══ TEXT EXCERPT ══
This is why the current journal language feels inadequate. It says that humans must take responsibility, which is true but incomplete. Responsibility handles error. It does not handle origin. If a proof is wrong, the blame is mine. But if the central construction came from an AI conversation, the credit question has not disappeared just because the blame can be assigned. A declaration that says “AI was used to polish the text” is one thing. A declaration that says “AI was involved in the generation of the central construction” is another thing entirely. The first is cosmetic. The second changes how a reader understands the intellectual history of the paper. Pretending that both are the same seems dishonest.
I also suspect publishing will adapt in a much more practical way. Journals, referees, and fields will eventually learn which problems are easy for machines to kill. Some results will lose value because an AI system can find them quickly once the problem is stated. This has happened before. Once software can routinely do a class of computations, merely reporting those computations stops being impressive. The frontier moves. The interesting work becomes the formulation, the interpretation, the conceptual synthesis, or the result that remains hard even after the machine is available. Maybe future publishing houses will have their own AI systems that try to solve submitted problems, search for counterexamples, check proofs, and estimate whether the contribution is mechanically shallow. That sounds absurd, but the current situation already sounded absurd a few years ago.
So perhaps becoming a Steve Jobs-like researcher is not automatically fraudulent. It may be a new division of research labour. The human contribution shifts toward problem choice, direction, taste, verification, and integration. The danger is that this can easily become empty prompting. The hope is that, with enough judgment, it becomes a genuine form of intellectual orchestration. But the word “orchestration” itself makes me uneasy, because it sounds too clean. It risks dignifying a process that may sometimes be nothing more than asking a machine repeatedly until it gives something usable. The line between direction and appropriation is not obvious to me.
That is why I cannot pretend I am completely comfortable with it. I still long for the older image of research: Einstein, Tesla, Grothendieck, Lucas, sitting with a pen and paper, thinking deeply without a machine constantly tugging at the mind. Of course that image is also a mythology. Nobody thinks in a vacuum. Everyone is shaped by teachers, books, conversations, institutions, and tools. But there is still something attractive about the thought that the main struggle happens inside the mind, not inside a chat window. The damn AIs are too attention-grabbing. They make research faster, but also messier.
That is the uncomfortable place I find myself in. I still want to be Tesla. But increasingly, when I work with Claude, ChatGPT, or Gemini, I feel like Burr’s Steve Jobs: pointing at a half-formed research object and telling the machine, “I want this. Now get on it.” Maybe that is a legitimate intellectual role. Maybe it is only legitimate when the human has enough taste to know what should exist and enough discipline to verify what appears. Maybe it will become a normal part of research, and future generations will find my discomfort quaint. But for now, I cannot shake the feeling that something important has shifted.
═══
══ ENTRIES PROVIDED ══
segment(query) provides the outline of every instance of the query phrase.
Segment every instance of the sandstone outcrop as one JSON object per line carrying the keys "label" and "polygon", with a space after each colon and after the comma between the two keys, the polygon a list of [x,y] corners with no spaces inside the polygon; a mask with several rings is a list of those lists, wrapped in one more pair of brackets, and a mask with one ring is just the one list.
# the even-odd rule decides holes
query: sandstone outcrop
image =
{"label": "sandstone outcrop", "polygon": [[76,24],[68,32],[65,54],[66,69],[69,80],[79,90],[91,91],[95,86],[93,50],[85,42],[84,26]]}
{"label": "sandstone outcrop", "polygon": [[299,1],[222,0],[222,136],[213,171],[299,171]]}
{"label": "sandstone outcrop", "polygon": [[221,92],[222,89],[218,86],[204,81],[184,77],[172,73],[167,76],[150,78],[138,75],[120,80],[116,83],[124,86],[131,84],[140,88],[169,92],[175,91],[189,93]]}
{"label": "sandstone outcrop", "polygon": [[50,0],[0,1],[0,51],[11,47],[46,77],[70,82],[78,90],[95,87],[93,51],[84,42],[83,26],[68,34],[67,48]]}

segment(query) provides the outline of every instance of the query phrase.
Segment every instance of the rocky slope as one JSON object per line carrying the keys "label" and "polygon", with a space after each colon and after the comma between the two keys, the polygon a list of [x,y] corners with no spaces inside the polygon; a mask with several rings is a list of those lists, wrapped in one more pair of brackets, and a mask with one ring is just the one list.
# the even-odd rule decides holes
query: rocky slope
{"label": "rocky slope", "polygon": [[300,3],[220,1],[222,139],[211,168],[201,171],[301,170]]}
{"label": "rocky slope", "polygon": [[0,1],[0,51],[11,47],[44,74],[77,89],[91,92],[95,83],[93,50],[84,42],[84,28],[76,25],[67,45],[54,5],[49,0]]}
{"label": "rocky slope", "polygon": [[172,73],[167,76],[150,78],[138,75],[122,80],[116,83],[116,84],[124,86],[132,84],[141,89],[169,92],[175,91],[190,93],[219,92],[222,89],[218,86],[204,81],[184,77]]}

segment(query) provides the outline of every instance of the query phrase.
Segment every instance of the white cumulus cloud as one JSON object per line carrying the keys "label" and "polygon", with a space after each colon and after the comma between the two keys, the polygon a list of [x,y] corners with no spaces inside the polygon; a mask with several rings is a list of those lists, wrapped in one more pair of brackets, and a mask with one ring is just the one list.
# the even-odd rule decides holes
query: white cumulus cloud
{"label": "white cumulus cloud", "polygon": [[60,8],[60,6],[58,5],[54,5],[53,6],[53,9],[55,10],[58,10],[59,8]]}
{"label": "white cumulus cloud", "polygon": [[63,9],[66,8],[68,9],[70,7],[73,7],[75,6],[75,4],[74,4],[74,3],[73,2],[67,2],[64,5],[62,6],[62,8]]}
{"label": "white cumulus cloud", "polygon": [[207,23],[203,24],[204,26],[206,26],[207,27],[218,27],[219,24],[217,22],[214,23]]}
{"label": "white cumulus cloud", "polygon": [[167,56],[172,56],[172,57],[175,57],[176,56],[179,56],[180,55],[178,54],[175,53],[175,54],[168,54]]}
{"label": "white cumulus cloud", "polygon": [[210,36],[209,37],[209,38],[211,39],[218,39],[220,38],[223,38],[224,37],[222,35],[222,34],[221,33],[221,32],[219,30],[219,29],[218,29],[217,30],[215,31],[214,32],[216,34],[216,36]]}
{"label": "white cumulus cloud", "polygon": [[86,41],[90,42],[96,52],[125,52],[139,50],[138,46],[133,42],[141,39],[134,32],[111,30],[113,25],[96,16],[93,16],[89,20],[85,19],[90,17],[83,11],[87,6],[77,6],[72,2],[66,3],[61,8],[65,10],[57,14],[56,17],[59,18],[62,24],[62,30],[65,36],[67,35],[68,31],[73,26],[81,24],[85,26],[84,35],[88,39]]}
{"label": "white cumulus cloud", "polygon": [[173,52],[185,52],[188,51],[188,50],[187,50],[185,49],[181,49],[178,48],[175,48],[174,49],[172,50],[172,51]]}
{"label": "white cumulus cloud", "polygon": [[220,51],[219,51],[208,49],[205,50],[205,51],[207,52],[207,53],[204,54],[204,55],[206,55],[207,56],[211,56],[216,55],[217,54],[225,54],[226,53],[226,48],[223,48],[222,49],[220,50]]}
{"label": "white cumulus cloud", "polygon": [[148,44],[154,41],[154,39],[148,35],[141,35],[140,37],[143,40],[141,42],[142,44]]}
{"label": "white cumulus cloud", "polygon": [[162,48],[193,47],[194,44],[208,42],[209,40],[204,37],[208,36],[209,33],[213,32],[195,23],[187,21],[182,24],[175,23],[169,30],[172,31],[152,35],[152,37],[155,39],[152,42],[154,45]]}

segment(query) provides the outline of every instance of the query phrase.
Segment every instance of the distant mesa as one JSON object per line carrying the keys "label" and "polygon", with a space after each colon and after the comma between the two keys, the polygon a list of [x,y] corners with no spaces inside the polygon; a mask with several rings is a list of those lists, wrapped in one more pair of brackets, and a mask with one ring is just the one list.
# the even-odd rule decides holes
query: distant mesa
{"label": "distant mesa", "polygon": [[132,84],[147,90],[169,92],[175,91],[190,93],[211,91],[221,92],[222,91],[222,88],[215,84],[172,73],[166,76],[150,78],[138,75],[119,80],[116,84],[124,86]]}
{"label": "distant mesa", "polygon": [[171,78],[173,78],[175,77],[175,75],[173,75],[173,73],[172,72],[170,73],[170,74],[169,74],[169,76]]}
═══
### PROBLEM TO SOLVE
Rewrite the essay on AI in research from "That is the" to "important has shifted.", inclusive, putting "unease" in place of "discomfort". The material above plays no role here.

### YOUR SOLUTION
That is the uncomfortable place I find myself in. I still want to be Tesla. But increasingly, when I work with Claude, ChatGPT, or Gemini, I feel like Burr’s Steve Jobs: pointing at a half-formed research object and telling the machine, “I want this. Now get on it.” Maybe that is a legitimate intellectual role. Maybe it is only legitimate when the human has enough taste to know what should exist and enough discipline to verify what appears. Maybe it will become a normal part of research, and future generations will find my unease quaint. But for now, I cannot shake the feeling that something important has shifted.